- _Texto da página_:
○ ○ ○ ○ ○ ○ ○
O amor exclusivista e o amor-camaradagem em Alexandra Kolontai

O amor é um tema revolucionário. Pelo menos era assim que pensava Alexandra Kolontai (1872-1953), revolucionária russa que se tornou a primeira mulher no mundo a ocupar um posto de ministro de estado. Convencida de que os temas do amor, do sexo e da família eram tarefas atuais da revolução, Kolontai deixou, entre vários textos sobre o tema, a pequena obra "O amor na sociedade comunista" (1918), na qual caracterizou o exclusivismo do amor a uma única pessoa como "burguês" e apresentou o conceito de "amor-camaradagem".

Para Kolontai, o amor não é apenas um sentimento que une os indivíduos, mas é uma mistura, um aglomerado dos mais diversos sentimentos, tais como paixão, ternura espiritual, lástima, inclinação, etc. Sendo tão complexo, não é possível sempre estabelecer uma relação direta entre os diversos tipos de amor que poderíamos enumerar. Enquanto os gregos, por exemplo, utilizavam pelo menos quatro palavras diferentes para expressar o que chamamos de "amor" (como "agápe", "éros", "philía" e "storge"), Kolontai também identifica diferentes tipos de amor, tais como como o amor-reprodução (atração física entre os sexos), o amor-sentimento (atração psíquica), o amor-espiritual e o amor impessoal.
○ ○ ○ ○ ○ ○ ○
- _A fazer_:
[A] Segundo o texto sobre Alexandra Kolontai, que posto ela foi a primeira mulher no mundo a ocupar?
[B] Extraia do texto sobre Alexandra Kolontai o trecho que vai de "Para Kolontai, o" até "o amor impessoal.".
○ ○ ○ ○ ○ ○ ○
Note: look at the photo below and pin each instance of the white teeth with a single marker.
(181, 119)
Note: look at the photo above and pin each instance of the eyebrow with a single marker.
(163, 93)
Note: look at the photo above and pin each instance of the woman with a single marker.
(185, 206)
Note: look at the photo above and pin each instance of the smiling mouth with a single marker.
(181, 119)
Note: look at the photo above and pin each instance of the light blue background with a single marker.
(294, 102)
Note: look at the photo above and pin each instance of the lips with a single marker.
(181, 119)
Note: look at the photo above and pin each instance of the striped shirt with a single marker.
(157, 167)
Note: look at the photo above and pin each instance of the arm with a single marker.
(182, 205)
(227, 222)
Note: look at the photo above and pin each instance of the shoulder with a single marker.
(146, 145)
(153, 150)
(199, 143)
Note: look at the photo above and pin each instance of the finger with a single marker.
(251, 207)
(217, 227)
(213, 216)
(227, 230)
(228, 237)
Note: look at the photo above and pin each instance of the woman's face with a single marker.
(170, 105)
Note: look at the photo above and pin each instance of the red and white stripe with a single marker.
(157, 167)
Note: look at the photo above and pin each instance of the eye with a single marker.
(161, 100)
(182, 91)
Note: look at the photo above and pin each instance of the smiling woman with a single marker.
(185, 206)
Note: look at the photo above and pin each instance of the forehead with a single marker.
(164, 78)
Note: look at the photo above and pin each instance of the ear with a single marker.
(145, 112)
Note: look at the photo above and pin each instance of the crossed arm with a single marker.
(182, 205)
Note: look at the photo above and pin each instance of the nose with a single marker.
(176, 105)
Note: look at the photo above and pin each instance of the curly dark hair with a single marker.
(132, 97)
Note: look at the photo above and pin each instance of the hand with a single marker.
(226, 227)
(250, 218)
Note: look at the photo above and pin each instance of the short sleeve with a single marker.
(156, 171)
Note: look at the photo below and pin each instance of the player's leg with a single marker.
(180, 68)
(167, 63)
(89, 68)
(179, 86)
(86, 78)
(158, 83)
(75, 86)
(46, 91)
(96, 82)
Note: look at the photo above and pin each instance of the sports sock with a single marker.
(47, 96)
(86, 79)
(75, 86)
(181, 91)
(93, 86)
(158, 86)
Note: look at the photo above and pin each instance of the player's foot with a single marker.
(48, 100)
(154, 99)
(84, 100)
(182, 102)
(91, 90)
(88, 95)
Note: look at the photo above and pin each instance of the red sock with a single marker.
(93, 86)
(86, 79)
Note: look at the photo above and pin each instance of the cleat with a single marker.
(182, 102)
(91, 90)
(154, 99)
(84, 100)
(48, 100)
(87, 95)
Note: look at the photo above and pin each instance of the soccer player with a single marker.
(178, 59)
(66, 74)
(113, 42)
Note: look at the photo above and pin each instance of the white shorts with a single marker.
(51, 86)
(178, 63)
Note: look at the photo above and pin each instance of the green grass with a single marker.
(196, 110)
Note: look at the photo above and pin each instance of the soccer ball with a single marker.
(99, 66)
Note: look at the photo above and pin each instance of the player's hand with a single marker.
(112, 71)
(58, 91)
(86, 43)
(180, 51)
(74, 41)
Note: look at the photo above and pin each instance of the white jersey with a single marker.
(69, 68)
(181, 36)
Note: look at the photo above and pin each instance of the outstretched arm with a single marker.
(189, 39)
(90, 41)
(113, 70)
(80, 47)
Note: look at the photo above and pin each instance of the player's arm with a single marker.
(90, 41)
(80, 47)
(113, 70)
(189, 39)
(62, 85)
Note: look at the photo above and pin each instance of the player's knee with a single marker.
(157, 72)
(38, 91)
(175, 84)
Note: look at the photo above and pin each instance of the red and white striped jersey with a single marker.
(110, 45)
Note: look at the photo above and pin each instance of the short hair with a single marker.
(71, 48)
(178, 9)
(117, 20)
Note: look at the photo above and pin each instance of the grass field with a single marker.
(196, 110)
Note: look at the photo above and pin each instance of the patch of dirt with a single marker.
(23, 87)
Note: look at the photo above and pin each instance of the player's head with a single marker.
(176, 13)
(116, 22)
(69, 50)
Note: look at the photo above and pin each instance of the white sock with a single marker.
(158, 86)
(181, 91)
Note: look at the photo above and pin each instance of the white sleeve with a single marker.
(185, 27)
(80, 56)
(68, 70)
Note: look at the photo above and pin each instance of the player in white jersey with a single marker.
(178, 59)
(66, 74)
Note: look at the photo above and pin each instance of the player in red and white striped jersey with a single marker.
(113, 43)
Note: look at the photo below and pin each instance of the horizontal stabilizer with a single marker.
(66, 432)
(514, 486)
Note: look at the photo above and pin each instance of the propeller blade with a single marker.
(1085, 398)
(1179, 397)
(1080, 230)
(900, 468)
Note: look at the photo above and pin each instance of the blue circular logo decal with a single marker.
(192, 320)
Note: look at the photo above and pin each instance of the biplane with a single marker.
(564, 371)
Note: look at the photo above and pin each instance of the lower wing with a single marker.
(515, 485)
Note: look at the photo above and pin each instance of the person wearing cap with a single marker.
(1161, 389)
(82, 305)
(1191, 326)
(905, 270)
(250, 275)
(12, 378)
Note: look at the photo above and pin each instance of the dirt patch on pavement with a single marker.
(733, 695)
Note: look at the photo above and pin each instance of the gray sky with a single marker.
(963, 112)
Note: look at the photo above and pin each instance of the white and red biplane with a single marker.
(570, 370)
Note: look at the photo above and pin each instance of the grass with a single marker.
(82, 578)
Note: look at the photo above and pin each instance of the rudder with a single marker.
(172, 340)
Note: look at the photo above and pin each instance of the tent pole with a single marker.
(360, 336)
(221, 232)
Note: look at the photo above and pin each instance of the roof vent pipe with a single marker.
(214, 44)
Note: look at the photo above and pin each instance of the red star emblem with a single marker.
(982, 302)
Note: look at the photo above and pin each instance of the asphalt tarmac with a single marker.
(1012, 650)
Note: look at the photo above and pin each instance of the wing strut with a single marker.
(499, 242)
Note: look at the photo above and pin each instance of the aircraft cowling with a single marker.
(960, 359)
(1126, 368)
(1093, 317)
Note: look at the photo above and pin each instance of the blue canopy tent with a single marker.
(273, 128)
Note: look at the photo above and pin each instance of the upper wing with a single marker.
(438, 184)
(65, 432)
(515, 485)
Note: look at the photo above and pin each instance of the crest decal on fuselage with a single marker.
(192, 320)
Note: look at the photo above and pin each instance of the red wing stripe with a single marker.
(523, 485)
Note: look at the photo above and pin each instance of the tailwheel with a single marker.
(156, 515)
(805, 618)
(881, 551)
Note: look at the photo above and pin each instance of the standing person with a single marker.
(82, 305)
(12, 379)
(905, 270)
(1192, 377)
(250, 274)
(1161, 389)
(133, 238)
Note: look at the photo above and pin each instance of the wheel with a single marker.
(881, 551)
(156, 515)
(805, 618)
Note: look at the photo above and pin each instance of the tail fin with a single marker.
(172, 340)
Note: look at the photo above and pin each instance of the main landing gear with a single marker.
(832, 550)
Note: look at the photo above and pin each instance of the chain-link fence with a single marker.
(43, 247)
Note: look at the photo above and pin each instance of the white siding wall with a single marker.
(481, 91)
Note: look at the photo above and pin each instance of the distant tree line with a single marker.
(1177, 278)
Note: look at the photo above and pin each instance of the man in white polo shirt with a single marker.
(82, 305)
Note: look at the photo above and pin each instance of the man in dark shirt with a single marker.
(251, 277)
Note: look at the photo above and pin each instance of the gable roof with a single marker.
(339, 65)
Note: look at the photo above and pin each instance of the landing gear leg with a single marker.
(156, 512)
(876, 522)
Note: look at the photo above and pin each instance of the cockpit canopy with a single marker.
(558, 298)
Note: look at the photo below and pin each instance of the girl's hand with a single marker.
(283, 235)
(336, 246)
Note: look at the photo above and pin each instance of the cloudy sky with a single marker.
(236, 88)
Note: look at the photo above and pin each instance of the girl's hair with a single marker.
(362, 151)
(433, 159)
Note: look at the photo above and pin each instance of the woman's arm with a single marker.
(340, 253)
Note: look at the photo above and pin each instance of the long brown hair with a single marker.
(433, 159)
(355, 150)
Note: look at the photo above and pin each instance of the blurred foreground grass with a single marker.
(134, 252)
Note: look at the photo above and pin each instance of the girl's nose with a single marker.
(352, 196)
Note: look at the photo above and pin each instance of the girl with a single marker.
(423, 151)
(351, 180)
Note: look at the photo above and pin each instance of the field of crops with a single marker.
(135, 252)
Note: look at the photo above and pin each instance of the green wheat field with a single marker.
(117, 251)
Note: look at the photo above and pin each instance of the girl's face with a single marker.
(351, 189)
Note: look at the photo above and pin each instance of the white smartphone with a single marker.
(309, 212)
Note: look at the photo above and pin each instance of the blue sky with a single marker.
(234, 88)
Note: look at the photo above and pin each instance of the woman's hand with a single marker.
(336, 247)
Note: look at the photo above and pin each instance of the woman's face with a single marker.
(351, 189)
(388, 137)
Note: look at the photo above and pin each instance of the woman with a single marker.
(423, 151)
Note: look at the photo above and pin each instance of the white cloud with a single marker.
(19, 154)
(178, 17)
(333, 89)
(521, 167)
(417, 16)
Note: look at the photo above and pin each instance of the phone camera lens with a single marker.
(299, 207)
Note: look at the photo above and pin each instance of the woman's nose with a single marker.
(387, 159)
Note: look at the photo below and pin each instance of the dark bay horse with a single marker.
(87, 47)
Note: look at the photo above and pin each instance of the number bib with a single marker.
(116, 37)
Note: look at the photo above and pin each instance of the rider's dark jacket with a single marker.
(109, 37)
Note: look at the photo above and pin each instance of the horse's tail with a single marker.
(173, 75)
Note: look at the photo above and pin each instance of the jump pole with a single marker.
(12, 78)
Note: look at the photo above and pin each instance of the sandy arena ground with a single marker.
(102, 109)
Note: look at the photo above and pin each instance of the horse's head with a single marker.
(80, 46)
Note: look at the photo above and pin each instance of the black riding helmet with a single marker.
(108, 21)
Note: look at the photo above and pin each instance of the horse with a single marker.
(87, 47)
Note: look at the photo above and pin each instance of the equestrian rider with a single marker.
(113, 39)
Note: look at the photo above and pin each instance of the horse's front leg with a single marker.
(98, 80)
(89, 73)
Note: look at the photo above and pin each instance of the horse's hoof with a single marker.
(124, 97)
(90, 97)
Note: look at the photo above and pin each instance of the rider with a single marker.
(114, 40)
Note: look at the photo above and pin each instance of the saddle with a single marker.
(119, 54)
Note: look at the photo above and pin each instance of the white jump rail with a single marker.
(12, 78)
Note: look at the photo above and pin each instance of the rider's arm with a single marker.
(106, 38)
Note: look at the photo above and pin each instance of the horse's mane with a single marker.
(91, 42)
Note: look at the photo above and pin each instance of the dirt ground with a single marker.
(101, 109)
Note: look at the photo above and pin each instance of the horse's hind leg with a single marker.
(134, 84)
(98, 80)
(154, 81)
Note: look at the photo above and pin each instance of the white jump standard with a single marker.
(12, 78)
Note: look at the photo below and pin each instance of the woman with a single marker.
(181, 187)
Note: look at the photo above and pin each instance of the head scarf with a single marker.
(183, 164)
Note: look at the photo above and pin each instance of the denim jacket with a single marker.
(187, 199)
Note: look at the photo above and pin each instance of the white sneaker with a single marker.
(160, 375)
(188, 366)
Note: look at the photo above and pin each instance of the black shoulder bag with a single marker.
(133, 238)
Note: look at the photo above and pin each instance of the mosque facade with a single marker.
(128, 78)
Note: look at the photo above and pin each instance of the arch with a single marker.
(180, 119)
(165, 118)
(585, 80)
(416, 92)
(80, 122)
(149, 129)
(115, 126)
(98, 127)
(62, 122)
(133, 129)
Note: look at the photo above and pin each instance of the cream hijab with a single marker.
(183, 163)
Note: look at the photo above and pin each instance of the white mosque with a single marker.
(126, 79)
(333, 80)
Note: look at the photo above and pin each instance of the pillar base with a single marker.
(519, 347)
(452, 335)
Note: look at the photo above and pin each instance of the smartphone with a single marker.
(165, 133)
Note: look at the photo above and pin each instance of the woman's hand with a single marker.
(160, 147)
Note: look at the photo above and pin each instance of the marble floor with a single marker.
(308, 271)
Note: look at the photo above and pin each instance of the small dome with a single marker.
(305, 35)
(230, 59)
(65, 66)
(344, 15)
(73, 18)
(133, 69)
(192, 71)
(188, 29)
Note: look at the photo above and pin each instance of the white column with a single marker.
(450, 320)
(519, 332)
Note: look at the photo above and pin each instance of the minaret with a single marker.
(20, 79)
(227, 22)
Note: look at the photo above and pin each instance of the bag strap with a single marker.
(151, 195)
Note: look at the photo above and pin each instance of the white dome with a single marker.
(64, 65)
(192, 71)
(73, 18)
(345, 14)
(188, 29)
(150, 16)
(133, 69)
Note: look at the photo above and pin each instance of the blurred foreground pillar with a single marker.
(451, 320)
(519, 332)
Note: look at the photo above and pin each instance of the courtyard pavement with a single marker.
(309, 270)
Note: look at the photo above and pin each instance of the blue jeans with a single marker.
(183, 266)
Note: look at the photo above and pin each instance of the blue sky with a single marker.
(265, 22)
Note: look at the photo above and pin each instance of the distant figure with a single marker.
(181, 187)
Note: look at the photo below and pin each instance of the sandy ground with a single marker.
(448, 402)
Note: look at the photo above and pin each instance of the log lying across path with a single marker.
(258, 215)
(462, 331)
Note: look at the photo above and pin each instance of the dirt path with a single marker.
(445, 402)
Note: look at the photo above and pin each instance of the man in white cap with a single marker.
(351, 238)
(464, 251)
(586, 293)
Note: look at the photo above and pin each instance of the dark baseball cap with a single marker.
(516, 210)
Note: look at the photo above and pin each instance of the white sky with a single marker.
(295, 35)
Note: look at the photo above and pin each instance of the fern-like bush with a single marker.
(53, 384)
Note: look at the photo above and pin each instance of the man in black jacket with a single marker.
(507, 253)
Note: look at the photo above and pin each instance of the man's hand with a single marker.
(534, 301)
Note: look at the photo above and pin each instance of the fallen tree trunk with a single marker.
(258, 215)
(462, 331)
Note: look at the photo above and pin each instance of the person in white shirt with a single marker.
○ ○ ○ ○ ○ ○ ○
- _Respostas por tarefa_:
[A] O posto de ministro de estado.

[B]
Para Kolontai, o amor não é apenas um sentimento que une os indivíduos, mas é uma mistura, um aglomerado dos mais diversos sentimentos, tais como paixão, ternura espiritual, lástima, inclinação, etc. Sendo tão complexo, não é possível sempre estabelecer uma relação direta entre os diversos tipos de amor que poderíamos enumerar. Enquanto os gregos, por exemplo, utilizavam pelo menos quatro palavras diferentes para expressar o que chamamos de "amor" (como "agápe", "éros", "philía" e "storge"), Kolontai também identifica diferentes tipos de amor, tais como como o amor-reprodução (atração física entre os sexos), o amor-sentimento (atração psíquica), o amor-espiritual e o amor impessoal.